PROBLEM SET:
1. Render this sentence from the passage on anti-money-laundering compliance into Spanish: "The number of reported transactions, and other proxy measures of compliance, are also likely to be influenced by world events and international political will."
2. Pick up the passage on anti-money-laundering compliance after its last sentence and write the paragraph that comes next.

SELECTED EXCERPT:
◇ ◇ ◇
Businesses that have been subject to AML/CTF regulations for longer periods of time are likely to be better placed to monitor transactions more effectively and to submit more reports even if the proportion of all transactions that might be illicit were to remain the same. The experience of Australian businesses included in the AML/CTF regime strongly suggests that capacity building within business sectors that are new to financial regulation is crucial to increase their ability to become compliant (Walters et al. forthcoming). The relationship between business sector—financial, money service and non-financial businesses—and lodging suspect transaction reports, however, is likely to be more complicated than a lack of capacity in some industries.

The low levels of reporting from businesses outside of the financial sector cast doubt on the effectiveness of the regime in reaching these industries. The IMF suggested that the inadequate supervision of non-financial industries in France is one explanation for the low numbers of reports by these industries (IMF 2005). The recent changes to regulatory regimes in several countries, including Australia and those in the European Union, means that it is too early to adequately evaluate the level of compliance in this area. Any change to AML/CTF legislation, such as expanding the requirements for each business or expanding the scope of regulated sector as occurred in Australia in 2006, is likely to influence compliance. Businesses are likely to take some time to grasp the new requirements, while regulators are likely to shift resources away from enforcement-orientated compliance monitoring to education and training. Awareness raising, education and training became focus areas for the Australian regulator, AUSTRAC, in 2009–10 (AUSTRAC 2009g).

The compliance strategies in the United States and Australia have, however, extended enforcement actions to businesses outside the financial services sector. This is more evident in the United States, where the existing AML/CTF regime pre-dated that of Australian legislation by a number of years. MSBs in the United States have been the subject of a number of enforcement actions and financial penalties which may have influenced the volume of reported transactions identified and filed by MSBs there.

The number of reported transactions, and other proxy measures of compliance, are also likely to be influenced by world events and international political will. The 11 September 2001 attacks acted as a significant prompt to change AML/CTF legislation in a number of countries, as the political will to focus on money laundering and the financing of terrorism altered with the perception of risk. The Mutual Evaluation process, a mark of international political will, prompted substantial changes to the Australian regime in 2006. A more sophisticated analysis of compliance with AML/CTF across different countries would be useful to plot any changes in report numbers against changes in the budgets of AML/CTF regulators and FIUs.
◇ ◇ ◇
RECORD LIST:

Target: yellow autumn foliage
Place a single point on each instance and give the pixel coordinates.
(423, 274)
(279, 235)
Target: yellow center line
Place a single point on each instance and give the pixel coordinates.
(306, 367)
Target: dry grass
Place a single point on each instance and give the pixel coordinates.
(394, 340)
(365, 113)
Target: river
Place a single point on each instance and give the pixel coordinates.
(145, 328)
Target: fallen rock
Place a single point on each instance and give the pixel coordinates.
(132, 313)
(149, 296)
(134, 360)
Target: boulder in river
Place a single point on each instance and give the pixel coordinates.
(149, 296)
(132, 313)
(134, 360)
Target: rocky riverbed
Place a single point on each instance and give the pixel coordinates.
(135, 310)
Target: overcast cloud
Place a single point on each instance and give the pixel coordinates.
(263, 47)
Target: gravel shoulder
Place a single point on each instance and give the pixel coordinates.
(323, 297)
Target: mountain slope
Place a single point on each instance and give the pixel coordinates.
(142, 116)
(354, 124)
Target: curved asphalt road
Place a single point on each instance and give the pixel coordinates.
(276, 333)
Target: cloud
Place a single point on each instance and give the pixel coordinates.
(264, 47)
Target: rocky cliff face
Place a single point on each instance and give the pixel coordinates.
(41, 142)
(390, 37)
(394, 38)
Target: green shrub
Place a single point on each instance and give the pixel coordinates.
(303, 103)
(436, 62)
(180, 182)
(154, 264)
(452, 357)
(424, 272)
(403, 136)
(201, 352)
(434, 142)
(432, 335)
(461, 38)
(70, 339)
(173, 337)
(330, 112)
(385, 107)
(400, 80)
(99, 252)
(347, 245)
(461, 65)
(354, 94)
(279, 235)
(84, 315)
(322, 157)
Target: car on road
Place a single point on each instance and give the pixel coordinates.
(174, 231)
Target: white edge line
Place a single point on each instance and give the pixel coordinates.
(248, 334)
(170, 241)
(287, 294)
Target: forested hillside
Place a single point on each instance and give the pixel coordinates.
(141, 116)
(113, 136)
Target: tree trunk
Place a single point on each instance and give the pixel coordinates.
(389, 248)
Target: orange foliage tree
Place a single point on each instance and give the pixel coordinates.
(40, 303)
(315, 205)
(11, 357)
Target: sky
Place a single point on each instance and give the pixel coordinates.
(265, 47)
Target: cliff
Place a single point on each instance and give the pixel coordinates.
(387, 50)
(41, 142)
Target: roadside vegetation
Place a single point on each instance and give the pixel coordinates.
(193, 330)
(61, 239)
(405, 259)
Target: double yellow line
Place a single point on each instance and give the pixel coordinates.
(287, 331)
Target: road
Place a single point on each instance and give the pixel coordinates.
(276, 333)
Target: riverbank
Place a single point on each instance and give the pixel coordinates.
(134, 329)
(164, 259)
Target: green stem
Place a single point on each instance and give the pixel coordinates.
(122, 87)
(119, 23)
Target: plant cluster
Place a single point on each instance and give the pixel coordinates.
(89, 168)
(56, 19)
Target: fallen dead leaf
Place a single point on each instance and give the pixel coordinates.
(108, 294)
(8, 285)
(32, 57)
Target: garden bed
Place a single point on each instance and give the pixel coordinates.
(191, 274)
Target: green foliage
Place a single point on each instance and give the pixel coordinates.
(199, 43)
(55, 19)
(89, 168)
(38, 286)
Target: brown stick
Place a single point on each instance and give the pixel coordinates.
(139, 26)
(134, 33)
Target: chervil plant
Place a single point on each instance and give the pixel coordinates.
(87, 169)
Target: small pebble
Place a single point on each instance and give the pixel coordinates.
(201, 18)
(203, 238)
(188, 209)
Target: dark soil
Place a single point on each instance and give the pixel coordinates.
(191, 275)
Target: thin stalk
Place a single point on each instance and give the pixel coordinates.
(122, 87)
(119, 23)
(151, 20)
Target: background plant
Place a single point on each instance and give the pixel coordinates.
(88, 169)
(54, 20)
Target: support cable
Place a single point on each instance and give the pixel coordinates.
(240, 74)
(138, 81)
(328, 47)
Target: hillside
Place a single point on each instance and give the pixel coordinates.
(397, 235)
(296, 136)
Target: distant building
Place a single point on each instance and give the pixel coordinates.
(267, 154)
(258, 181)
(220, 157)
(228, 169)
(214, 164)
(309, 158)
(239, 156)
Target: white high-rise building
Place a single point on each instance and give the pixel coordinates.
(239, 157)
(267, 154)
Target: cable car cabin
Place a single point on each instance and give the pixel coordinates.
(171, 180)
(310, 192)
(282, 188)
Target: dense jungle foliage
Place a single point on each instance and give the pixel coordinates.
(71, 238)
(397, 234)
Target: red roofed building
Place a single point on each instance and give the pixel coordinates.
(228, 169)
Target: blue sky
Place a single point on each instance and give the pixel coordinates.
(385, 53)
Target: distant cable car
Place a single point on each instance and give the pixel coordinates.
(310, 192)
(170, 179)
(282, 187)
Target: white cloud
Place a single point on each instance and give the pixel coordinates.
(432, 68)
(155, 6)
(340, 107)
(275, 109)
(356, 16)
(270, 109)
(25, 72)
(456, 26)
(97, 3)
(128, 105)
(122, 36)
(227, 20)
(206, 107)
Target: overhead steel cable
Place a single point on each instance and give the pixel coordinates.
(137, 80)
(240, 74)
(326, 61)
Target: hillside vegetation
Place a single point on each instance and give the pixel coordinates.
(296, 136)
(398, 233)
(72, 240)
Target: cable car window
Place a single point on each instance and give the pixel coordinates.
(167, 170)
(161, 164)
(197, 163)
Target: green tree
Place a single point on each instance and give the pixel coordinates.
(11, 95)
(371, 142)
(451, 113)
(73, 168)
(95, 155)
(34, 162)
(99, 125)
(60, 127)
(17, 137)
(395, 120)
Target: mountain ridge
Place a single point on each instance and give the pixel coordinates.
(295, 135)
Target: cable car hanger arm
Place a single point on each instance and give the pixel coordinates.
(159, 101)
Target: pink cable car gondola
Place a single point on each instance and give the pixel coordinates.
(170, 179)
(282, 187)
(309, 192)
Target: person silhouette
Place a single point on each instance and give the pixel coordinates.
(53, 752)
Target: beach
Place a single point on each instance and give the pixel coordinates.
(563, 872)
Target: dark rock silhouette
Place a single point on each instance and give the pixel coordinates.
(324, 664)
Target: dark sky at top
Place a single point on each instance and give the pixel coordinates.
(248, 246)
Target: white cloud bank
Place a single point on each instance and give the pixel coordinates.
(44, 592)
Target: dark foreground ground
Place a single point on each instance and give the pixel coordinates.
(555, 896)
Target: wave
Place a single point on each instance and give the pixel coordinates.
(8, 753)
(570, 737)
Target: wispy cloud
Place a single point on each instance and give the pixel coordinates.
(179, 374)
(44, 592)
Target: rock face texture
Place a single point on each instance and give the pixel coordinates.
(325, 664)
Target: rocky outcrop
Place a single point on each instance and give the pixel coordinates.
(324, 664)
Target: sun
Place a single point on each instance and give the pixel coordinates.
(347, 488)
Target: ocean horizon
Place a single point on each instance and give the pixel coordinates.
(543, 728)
◇ ◇ ◇
REPLIES:
1. El número de transacciones notificadas, y otras medidas indirectas del cumplimiento, probablemente también se vean influidos por los acontecimientos mundiales y la voluntad política internacional.

2.
Enforcement

Effective reporting

In 2007, Belgium had one of the highest percentages of reports leading to cases being forwarded to prosecution officials. Belgium’s FIU received just over 12,000 reports and submitted 1,666 cases to the public prosecutor in that year. This represented 13 percent of all reports submitted and 23 percent of the total number of files opened. Taiwan’s FIU also passed on a large proportion of cases to law enforcement in 2007. The Taiwanese FIU received fewer than 2,000 reports in that year and sent more than 20 percent of these onto law enforcement agencies. France, by contrast, passed on approximately 400 reports to law enforcement which equalled three percent of the 12,000 reports received in 2007. The United Kingdom did not provide data on the number of files generated from reports of suspicious activity, but did file 766 charges which resulted in 276 convictions. This, however, was out of a total of over 220,000 reports.

The volume of money laundering prosecutions, case files, or other criminal sanctions is one of many proxy measures of the utility of suspect transaction and other financial intelligence reporting. Others not considered within the scope of this report might include the frequency with which law enforcement and other agencies access the data generated by AML/CTF regimes and its reported utility in investigations, and the feedback given to reporting businesses.

The utility of financial intelligence reporting may be dependent on the capacity of FIUs to adequately use the additional information generated each year in most countries. Insufficient resources or an inability to keep pace with the volume of reports means that authorities would be unlikely to gain any additional use from increased report numbers and may find generating useful information from the volume of data more difficult.

The problems of defensive reporting have been documented elsewhere (Harvey 2008) and show that in periods of intense regulation, entities may seek the appearance of compliance with the obligations in order to avoid punitive sanctions rather than from concern to reduce the risk of money laundering and terrorism financing offences. For AML/CTF regulation, this can result in a higher number of reports being submitted to the FIU, with no guarantees about the quality of the information. A sudden influx of reports to the FIU can place a burden on resources and limit the effectiveness of responses. The utility of reporting is also highly dependent on the quality of the reports lodged and some countries have acknowledged this as an existing concern.

Money laundering prosecutions

As with reporting levels for suspicious financial activity, the number of people charged or prosecuted for money laundering has also seen a general increase in the nine countries analysed in this report. The reporting of enforcement figures also varies between countries.

Prosecution data in the Australian statistics show the number of charges dealt with by the public prosecutor, Germany shows the number of offences, Taiwan measured prosecutions, while the United Kingdom showed convictions and formal cautions and Hong Kong recorded only convictions. Statistics were not able to be gathered from France, Belgium, Singapore and the United States. Nevertheless, some general trend data can be extracted for the countries that published information in this area.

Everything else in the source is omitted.